▶ _Short task_
Please rewrite the stretch of the data from the line containing "[output] one dot per instance, form <point>484,369</point>." through the line containing "<point>280,385</point>", keeping every line, and scale each point coordinate in the answers (but not those in the request lines or their format samples) by 1.05, rounding to whole numbers with halves rounded up. Return only those lines.

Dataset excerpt
========================================
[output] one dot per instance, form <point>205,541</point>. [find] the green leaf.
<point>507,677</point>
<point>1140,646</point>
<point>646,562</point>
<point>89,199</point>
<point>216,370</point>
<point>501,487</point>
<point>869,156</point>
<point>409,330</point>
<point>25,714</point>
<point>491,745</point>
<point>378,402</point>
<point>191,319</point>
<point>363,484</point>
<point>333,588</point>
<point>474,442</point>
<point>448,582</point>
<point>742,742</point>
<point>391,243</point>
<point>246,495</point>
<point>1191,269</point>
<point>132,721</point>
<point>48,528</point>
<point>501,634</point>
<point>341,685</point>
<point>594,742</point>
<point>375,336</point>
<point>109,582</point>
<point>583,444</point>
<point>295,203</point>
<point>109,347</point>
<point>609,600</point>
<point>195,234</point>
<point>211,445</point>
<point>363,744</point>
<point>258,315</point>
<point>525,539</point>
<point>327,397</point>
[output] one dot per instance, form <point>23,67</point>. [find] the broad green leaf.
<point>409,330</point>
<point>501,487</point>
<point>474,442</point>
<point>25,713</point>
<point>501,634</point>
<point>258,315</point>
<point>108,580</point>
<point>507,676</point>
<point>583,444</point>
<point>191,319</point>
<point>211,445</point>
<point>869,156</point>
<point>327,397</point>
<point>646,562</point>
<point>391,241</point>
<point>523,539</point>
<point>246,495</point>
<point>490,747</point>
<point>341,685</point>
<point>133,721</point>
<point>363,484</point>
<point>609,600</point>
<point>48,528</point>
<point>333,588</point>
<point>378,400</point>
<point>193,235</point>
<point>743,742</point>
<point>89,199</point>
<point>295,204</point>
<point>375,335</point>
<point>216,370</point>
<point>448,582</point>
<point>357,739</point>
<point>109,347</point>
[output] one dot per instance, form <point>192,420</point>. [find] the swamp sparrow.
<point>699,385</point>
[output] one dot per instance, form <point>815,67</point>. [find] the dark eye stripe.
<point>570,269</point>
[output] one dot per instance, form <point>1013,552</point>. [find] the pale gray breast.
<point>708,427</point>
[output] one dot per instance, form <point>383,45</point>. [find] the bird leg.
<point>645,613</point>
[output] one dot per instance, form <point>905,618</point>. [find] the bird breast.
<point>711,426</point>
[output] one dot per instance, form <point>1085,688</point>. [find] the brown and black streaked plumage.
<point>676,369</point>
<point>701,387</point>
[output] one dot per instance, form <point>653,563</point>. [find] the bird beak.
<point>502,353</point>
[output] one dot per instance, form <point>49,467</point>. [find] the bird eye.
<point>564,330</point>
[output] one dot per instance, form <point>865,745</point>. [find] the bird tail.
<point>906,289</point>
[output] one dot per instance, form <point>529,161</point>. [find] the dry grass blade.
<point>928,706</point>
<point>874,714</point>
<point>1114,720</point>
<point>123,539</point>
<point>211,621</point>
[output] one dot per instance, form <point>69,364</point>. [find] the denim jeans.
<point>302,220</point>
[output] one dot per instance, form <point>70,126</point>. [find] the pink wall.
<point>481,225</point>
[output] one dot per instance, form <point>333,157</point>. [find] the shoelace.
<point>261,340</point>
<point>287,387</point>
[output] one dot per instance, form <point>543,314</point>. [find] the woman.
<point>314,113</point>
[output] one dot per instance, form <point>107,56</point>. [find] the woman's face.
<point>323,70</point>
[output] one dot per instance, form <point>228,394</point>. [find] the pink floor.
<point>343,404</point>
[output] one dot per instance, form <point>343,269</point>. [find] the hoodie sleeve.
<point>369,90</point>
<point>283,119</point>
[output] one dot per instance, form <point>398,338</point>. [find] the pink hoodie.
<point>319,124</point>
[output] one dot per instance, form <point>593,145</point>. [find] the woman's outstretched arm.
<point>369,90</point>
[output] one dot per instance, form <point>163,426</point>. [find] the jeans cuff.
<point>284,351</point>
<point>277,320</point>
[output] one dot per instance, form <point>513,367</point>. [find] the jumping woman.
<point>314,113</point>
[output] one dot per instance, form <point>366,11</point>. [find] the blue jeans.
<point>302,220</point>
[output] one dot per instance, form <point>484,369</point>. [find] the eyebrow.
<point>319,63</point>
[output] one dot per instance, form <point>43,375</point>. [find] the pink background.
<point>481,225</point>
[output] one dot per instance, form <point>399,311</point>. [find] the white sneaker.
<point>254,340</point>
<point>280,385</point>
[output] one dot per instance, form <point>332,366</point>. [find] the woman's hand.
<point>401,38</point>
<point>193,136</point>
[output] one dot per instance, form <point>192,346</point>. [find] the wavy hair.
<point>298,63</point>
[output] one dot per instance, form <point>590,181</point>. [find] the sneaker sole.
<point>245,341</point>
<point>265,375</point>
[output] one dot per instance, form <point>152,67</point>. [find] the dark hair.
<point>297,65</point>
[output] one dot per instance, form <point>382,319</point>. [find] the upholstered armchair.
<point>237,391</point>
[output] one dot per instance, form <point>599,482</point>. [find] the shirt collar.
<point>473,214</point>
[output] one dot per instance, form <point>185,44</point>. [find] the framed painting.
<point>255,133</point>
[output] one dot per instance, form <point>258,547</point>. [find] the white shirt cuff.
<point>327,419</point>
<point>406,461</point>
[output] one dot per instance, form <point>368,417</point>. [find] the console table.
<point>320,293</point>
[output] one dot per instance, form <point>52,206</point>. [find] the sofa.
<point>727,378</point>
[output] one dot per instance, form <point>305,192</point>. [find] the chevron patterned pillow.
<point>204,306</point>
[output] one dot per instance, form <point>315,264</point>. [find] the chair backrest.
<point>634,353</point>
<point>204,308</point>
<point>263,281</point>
========================================
▶ _Solution to this task_
[output] one dot per instance, form <point>484,369</point>. [find] the eyebrow.
<point>335,66</point>
[output] one dot per instance, form <point>43,375</point>. [find] the pink background.
<point>505,236</point>
[output] one dot per instance, form <point>399,311</point>. [find] the white sneaker.
<point>267,357</point>
<point>294,404</point>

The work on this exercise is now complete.